座標アノテーションの項目
....

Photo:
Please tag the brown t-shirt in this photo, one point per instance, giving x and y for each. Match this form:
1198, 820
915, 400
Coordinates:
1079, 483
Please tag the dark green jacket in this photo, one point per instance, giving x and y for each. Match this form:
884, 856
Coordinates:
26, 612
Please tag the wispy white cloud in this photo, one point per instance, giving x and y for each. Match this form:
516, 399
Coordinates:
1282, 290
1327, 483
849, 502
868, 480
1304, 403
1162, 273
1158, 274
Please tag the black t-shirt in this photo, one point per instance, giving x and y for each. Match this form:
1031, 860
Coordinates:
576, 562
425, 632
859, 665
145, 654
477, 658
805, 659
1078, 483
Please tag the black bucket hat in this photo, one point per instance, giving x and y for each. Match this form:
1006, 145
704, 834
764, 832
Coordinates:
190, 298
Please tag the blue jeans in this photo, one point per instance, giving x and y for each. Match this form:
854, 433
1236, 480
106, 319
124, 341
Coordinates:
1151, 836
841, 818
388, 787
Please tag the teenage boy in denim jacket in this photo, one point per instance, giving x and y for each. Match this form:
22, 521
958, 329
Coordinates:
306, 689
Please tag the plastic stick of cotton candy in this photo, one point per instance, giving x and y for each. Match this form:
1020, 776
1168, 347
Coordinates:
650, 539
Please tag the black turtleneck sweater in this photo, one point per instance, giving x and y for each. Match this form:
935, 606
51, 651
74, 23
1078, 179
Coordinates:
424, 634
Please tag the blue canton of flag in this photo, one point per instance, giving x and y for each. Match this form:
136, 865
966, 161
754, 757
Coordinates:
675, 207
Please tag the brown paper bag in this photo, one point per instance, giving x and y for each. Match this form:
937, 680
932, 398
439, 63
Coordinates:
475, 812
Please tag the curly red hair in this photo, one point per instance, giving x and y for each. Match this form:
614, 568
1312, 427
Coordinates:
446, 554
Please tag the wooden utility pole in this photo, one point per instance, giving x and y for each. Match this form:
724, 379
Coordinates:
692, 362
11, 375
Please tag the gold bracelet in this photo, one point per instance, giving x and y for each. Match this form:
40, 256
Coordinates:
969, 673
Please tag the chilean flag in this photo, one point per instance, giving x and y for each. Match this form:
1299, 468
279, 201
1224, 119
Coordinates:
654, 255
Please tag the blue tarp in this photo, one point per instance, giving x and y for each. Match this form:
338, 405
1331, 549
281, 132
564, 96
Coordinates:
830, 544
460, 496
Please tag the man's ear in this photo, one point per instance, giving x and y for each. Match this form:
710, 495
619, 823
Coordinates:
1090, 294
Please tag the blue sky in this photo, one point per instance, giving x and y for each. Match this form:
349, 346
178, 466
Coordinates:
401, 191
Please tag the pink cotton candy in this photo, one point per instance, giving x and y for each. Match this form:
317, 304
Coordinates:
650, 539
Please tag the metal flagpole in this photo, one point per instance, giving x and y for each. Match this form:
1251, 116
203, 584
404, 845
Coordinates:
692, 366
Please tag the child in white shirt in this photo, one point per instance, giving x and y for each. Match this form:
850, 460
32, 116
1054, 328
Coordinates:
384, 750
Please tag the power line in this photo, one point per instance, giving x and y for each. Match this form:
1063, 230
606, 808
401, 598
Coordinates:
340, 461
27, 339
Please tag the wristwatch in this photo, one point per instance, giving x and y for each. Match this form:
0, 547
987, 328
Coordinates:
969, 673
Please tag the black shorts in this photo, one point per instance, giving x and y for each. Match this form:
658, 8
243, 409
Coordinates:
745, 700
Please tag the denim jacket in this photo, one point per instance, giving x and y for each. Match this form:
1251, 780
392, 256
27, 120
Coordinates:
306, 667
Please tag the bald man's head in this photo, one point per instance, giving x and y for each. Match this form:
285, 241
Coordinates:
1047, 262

....

「Please tag the power」を含む行（この行も含む）から項目の最後の行までを、依頼文も含めてすべて書き直してもらえますか？その際、回答の座標の数値はすべて1.25倍にし、四捨五入で整数にしてください（0.5は切り上げ）。依頼文と書式見本の数値は変えずに残してください。

▶ 出力結果
Please tag the power line in this photo, one point per instance, giving x and y for each. Match this form:
1063, 230
606, 808
401, 598
Coordinates:
425, 576
34, 424
Please tag the wristwatch in this photo, one point per instance, giving x and y for each. Match this form:
0, 547
987, 328
Coordinates:
1211, 841
Please tag the black shorts in this photo, one point per instance, giving x and y for each. Match this form:
658, 8
243, 409
Coordinates:
931, 875
Please tag the denim jacket in this photo, one point per instance, giving x and y for each. Match this form:
1251, 780
392, 256
27, 120
Coordinates:
383, 834
Please tag the bald man's head in this photo, one point per instance, giving x and y for each. Match this form:
285, 241
Coordinates:
1309, 328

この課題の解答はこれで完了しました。